All the entries need to be duplicated exactly, with the pictures omitted.

+++

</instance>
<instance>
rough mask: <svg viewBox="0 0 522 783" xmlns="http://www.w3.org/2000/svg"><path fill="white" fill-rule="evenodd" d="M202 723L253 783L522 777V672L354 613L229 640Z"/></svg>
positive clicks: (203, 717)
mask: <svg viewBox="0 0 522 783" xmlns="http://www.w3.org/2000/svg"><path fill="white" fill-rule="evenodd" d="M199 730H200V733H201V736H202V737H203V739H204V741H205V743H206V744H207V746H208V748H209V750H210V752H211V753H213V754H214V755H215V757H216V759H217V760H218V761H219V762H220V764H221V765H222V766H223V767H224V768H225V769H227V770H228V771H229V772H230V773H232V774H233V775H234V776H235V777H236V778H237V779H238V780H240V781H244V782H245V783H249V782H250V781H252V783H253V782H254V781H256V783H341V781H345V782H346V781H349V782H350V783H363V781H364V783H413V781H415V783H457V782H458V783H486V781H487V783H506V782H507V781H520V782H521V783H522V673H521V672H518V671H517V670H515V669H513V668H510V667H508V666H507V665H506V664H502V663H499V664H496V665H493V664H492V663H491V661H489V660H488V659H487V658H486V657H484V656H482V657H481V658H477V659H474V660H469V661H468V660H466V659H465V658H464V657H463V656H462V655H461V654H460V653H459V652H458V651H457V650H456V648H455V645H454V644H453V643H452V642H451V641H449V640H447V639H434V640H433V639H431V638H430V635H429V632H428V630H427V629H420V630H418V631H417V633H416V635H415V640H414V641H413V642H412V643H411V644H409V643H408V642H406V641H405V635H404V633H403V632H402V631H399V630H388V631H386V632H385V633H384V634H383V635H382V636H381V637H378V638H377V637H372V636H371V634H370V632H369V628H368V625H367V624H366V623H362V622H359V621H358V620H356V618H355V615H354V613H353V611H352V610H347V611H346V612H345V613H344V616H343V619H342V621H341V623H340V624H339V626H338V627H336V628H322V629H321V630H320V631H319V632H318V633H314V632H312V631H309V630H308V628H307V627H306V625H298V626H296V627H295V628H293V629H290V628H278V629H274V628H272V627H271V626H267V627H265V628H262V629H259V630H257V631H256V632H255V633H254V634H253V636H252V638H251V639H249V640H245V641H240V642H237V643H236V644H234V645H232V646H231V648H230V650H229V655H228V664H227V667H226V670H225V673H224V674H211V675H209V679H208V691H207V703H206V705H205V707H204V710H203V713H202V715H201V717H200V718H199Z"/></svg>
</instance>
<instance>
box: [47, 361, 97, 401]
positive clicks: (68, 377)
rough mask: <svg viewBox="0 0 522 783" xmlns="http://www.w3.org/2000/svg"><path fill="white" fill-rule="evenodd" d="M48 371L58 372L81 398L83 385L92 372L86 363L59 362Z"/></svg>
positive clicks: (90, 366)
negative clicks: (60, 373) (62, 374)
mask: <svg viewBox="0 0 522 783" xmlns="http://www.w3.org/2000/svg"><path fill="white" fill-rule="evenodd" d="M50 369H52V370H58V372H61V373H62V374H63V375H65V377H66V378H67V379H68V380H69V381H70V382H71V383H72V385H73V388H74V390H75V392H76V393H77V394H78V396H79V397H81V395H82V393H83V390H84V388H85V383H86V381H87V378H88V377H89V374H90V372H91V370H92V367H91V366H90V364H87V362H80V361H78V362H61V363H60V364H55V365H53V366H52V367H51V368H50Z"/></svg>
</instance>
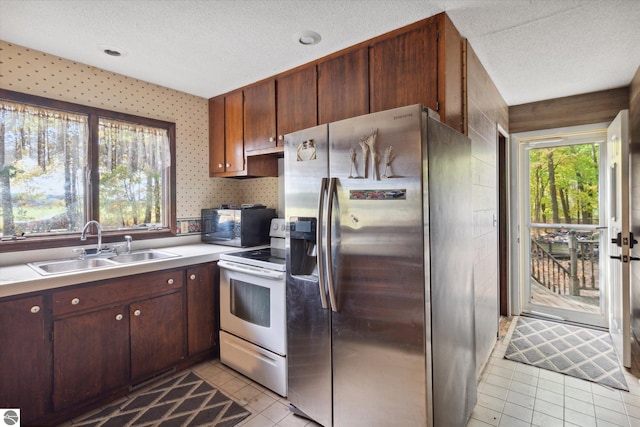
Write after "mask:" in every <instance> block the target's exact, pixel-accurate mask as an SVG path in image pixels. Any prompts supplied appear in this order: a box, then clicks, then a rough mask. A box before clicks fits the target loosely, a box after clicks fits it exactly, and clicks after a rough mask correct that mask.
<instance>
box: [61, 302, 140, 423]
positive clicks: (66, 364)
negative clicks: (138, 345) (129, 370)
mask: <svg viewBox="0 0 640 427" xmlns="http://www.w3.org/2000/svg"><path fill="white" fill-rule="evenodd" d="M53 366H54V369H53V410H54V411H60V410H62V409H66V408H69V407H70V406H74V405H76V404H78V403H81V402H84V401H87V400H89V399H91V398H94V397H97V396H99V395H101V394H103V393H104V392H105V391H106V390H114V389H116V388H118V387H123V386H125V385H126V384H127V383H128V382H129V313H128V310H127V307H126V306H117V307H109V308H105V309H102V310H97V311H92V312H90V313H85V314H80V315H75V316H71V317H67V318H65V319H60V320H55V321H54V322H53Z"/></svg>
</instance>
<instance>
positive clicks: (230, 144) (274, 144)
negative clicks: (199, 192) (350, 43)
mask: <svg viewBox="0 0 640 427" xmlns="http://www.w3.org/2000/svg"><path fill="white" fill-rule="evenodd" d="M463 42H464V39H463V38H462V37H461V35H460V33H459V32H458V30H457V29H456V28H455V26H454V25H453V23H452V22H451V20H450V19H449V17H448V16H447V15H446V14H445V13H441V14H438V15H435V16H432V17H430V18H427V19H424V20H422V21H419V22H416V23H414V24H411V25H408V26H406V27H403V28H400V29H398V30H394V31H392V32H389V33H386V34H383V35H381V36H379V37H376V38H374V39H371V40H368V41H365V42H362V43H360V44H358V45H356V46H353V47H350V48H347V49H345V50H343V51H340V52H336V53H334V54H331V55H329V56H327V57H325V58H321V59H319V60H317V61H314V62H312V63H309V64H307V65H304V66H301V67H299V68H296V69H294V70H291V71H286V72H284V73H281V74H279V75H276V76H273V77H272V78H270V79H267V80H264V81H261V82H258V83H255V84H252V85H249V86H247V87H245V88H243V89H238V90H237V91H236V92H232V93H231V94H228V95H226V98H225V108H224V112H223V113H224V119H220V118H219V117H218V118H216V115H220V114H221V112H220V110H221V108H220V106H219V105H218V104H216V101H215V100H216V98H213V99H212V100H211V101H210V112H211V124H210V126H212V127H216V126H222V124H224V126H226V128H225V129H224V130H223V131H221V130H220V129H212V130H211V131H210V140H211V142H210V143H211V144H212V145H216V146H217V147H216V146H214V147H211V148H210V153H211V165H210V168H211V169H210V175H211V176H277V163H274V158H273V157H272V156H271V155H273V154H281V153H282V152H283V145H284V135H286V134H288V133H291V132H295V131H298V130H301V129H305V128H309V127H312V126H315V125H317V124H324V123H331V122H334V121H337V120H342V119H347V118H350V117H355V116H360V115H363V114H367V113H370V112H371V113H373V112H377V111H382V110H388V109H391V108H397V107H402V106H406V105H411V104H422V105H424V106H425V107H427V108H430V109H432V110H435V111H437V112H438V114H439V115H440V120H442V122H443V123H446V124H447V125H449V126H451V127H452V128H454V129H456V130H458V131H460V132H462V133H465V132H466V126H465V122H466V111H465V110H464V97H465V96H466V92H465V91H466V88H465V84H464V83H465V80H464V79H463V69H464V64H463V61H462V58H463V46H464V43H463ZM238 92H243V93H244V103H243V104H242V102H241V100H239V99H236V97H237V96H238V95H237V93H238ZM238 111H241V112H242V113H243V114H242V117H241V116H240V115H238ZM242 120H244V122H243V125H242V124H241V121H242ZM241 134H243V135H241ZM274 136H275V139H274ZM221 139H224V140H225V141H222V142H221ZM241 140H242V141H243V143H242V144H241V143H240V141H241ZM225 144H226V150H227V151H226V154H225V156H226V157H225V158H224V160H223V161H220V160H218V159H219V158H220V153H219V152H220V150H221V149H220V146H221V145H225ZM241 148H242V150H243V151H244V155H245V161H246V163H245V165H244V169H242V168H239V169H237V170H236V169H233V168H234V167H236V166H237V164H238V162H237V160H235V159H233V158H232V156H231V155H230V154H229V150H240V149H241ZM265 155H266V156H265ZM226 165H229V166H226ZM221 169H224V171H221Z"/></svg>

+++

## [Response to this task]
</instance>
<instance>
rough mask: <svg viewBox="0 0 522 783" xmlns="http://www.w3.org/2000/svg"><path fill="white" fill-rule="evenodd" d="M202 723L253 783L522 777V672L354 613L229 640Z"/></svg>
positive clicks: (203, 717)
mask: <svg viewBox="0 0 522 783" xmlns="http://www.w3.org/2000/svg"><path fill="white" fill-rule="evenodd" d="M199 730H200V733H201V736H202V737H203V739H204V741H205V743H206V744H207V746H208V748H209V750H210V752H211V753H213V754H214V755H215V757H216V759H217V760H218V761H219V762H220V764H221V765H222V766H223V767H224V768H225V769H227V770H228V771H229V772H230V773H232V774H233V775H234V776H235V777H236V778H237V779H238V780H240V781H244V782H245V783H249V782H250V781H252V783H253V782H254V781H256V783H341V781H345V782H346V781H349V782H350V783H363V781H364V783H413V781H415V783H457V782H458V783H486V781H487V783H506V782H507V781H520V782H521V783H522V673H521V672H518V671H517V670H515V669H513V668H510V667H508V666H507V665H506V664H502V663H499V664H496V665H493V664H492V663H491V661H489V660H488V659H487V658H486V657H484V656H482V657H481V658H477V659H474V660H469V661H468V660H466V659H465V658H464V657H463V656H462V655H461V654H460V653H459V652H458V651H457V650H456V648H455V645H454V644H453V643H452V642H451V641H449V640H447V639H434V640H433V639H431V638H430V635H429V632H428V630H427V629H420V630H418V631H417V633H416V635H415V640H414V641H413V642H412V643H411V644H409V643H408V642H406V641H405V635H404V633H403V632H402V631H399V630H388V631H386V632H385V633H384V634H383V635H382V636H381V637H378V638H377V637H372V636H371V634H370V632H369V628H368V625H367V624H366V623H362V622H359V621H358V620H356V618H355V615H354V613H353V611H352V610H347V611H346V612H345V613H344V616H343V619H342V621H341V623H340V624H339V626H338V627H336V628H322V629H321V630H320V631H319V632H318V633H314V632H312V631H309V630H308V628H307V627H306V625H298V626H296V627H295V628H293V629H290V628H278V629H274V628H272V627H271V626H267V627H265V628H262V629H259V630H257V631H256V632H255V633H254V634H253V636H252V638H251V639H249V640H245V641H240V642H237V643H236V644H234V645H232V646H231V648H230V650H229V655H228V664H227V667H226V670H225V673H224V674H211V675H209V679H208V691H207V703H206V705H205V707H204V710H203V713H202V715H201V717H200V718H199Z"/></svg>
</instance>
<instance>
box: [47, 361, 97, 401]
positive clicks: (68, 377)
rough mask: <svg viewBox="0 0 522 783" xmlns="http://www.w3.org/2000/svg"><path fill="white" fill-rule="evenodd" d="M48 371L58 372L81 398L83 385L92 372L86 363L59 362Z"/></svg>
positive clicks: (90, 366)
negative clicks: (60, 373) (62, 374)
mask: <svg viewBox="0 0 522 783" xmlns="http://www.w3.org/2000/svg"><path fill="white" fill-rule="evenodd" d="M50 369H52V370H58V372H61V373H62V374H63V375H65V377H66V378H67V379H68V380H69V381H70V382H71V383H72V385H73V388H74V390H75V392H76V393H77V394H78V396H79V397H81V395H82V393H83V390H84V388H85V383H86V381H87V378H88V377H89V374H90V372H91V370H92V367H91V366H90V364H87V362H80V361H78V362H61V363H60V364H55V365H53V366H52V367H51V368H50Z"/></svg>
</instance>
Write after "mask:" in every <instance> block the target's exact, pixel-accurate mask as an SVG path in image pixels. Any prompts supplied appear in this order: a box, then clicks, then a rough mask. A box before clicks fits the target loosely, a box after clicks fits it exactly, and clicks after a rough mask correct that mask.
<instance>
box: [61, 302, 140, 423]
positive clicks: (66, 364)
negative clicks: (138, 345) (129, 370)
mask: <svg viewBox="0 0 640 427" xmlns="http://www.w3.org/2000/svg"><path fill="white" fill-rule="evenodd" d="M53 366H54V369H53V410H54V411H60V410H62V409H66V408H69V407H70V406H74V405H76V404H78V403H81V402H84V401H87V400H89V399H91V398H94V397H97V396H99V395H101V394H103V393H104V392H105V391H106V390H114V389H116V388H118V387H123V386H125V385H126V384H127V383H128V382H129V313H128V310H127V307H126V306H117V307H109V308H105V309H102V310H97V311H92V312H90V313H85V314H80V315H75V316H71V317H67V318H65V319H60V320H55V321H54V322H53Z"/></svg>
</instance>
<instance>
positive clicks: (230, 144) (274, 144)
negative clicks: (199, 192) (350, 43)
mask: <svg viewBox="0 0 640 427" xmlns="http://www.w3.org/2000/svg"><path fill="white" fill-rule="evenodd" d="M463 42H464V39H463V38H462V37H461V35H460V33H459V32H458V30H457V29H456V28H455V26H454V25H453V23H452V22H451V20H450V19H449V17H448V16H447V15H446V14H445V13H441V14H438V15H435V16H432V17H430V18H427V19H424V20H422V21H419V22H416V23H414V24H411V25H408V26H406V27H403V28H400V29H398V30H394V31H392V32H389V33H386V34H383V35H381V36H379V37H376V38H374V39H371V40H368V41H365V42H362V43H360V44H358V45H356V46H353V47H350V48H347V49H345V50H343V51H340V52H336V53H334V54H331V55H329V56H327V57H325V58H321V59H319V60H317V61H314V62H312V63H309V64H307V65H304V66H301V67H299V68H296V69H294V70H291V71H286V72H284V73H281V74H279V75H276V76H273V77H272V78H270V79H267V80H264V81H261V82H258V83H255V84H252V85H249V86H247V87H245V88H243V89H238V90H237V91H236V92H232V93H231V94H228V95H226V98H225V108H224V112H223V113H224V119H220V118H219V117H218V118H216V115H220V114H221V112H220V110H221V108H220V106H219V105H218V104H216V101H215V100H216V98H213V99H212V100H211V101H210V112H211V124H210V126H212V127H216V126H222V124H224V126H226V128H225V129H224V130H223V131H221V130H220V129H212V130H211V131H210V140H211V142H210V143H211V144H212V145H216V146H217V147H216V146H214V147H211V148H210V153H211V165H210V168H211V169H210V175H211V176H277V163H274V158H273V157H272V156H271V155H273V154H281V153H282V152H283V145H284V135H286V134H288V133H291V132H295V131H298V130H301V129H305V128H309V127H312V126H315V125H317V124H324V123H331V122H334V121H337V120H342V119H347V118H350V117H355V116H360V115H363V114H367V113H370V112H371V113H373V112H377V111H382V110H388V109H391V108H397V107H402V106H406V105H411V104H422V105H424V106H425V107H427V108H430V109H432V110H435V111H437V112H438V114H439V115H440V120H442V122H443V123H446V124H447V125H449V126H451V127H452V128H454V129H456V130H458V131H460V132H462V133H465V132H466V126H465V122H466V111H465V110H464V97H465V96H466V92H465V91H466V88H465V84H464V83H465V80H464V79H463V69H464V64H463V61H462V58H463V46H464V43H463ZM238 92H243V93H244V103H243V104H242V102H241V100H239V99H236V97H237V96H238V95H237V93H238ZM238 111H241V112H242V113H243V114H242V117H241V116H240V115H238ZM242 120H244V122H243V125H242V124H241V121H242ZM241 134H243V135H241ZM274 136H275V139H274ZM221 139H224V140H225V141H222V142H221ZM241 140H242V141H243V143H242V144H241V143H240V141H241ZM225 144H226V150H227V151H226V154H225V156H226V157H225V158H224V160H223V161H220V160H218V159H219V158H220V153H219V152H220V150H221V149H220V146H221V145H225ZM241 148H242V150H243V151H244V155H245V161H246V163H245V165H244V169H242V168H239V169H237V170H236V169H233V168H234V167H236V166H237V164H238V162H237V160H235V159H233V158H232V156H231V155H230V154H229V150H240V149H241ZM265 155H266V156H265ZM226 165H229V166H226ZM221 169H224V171H221Z"/></svg>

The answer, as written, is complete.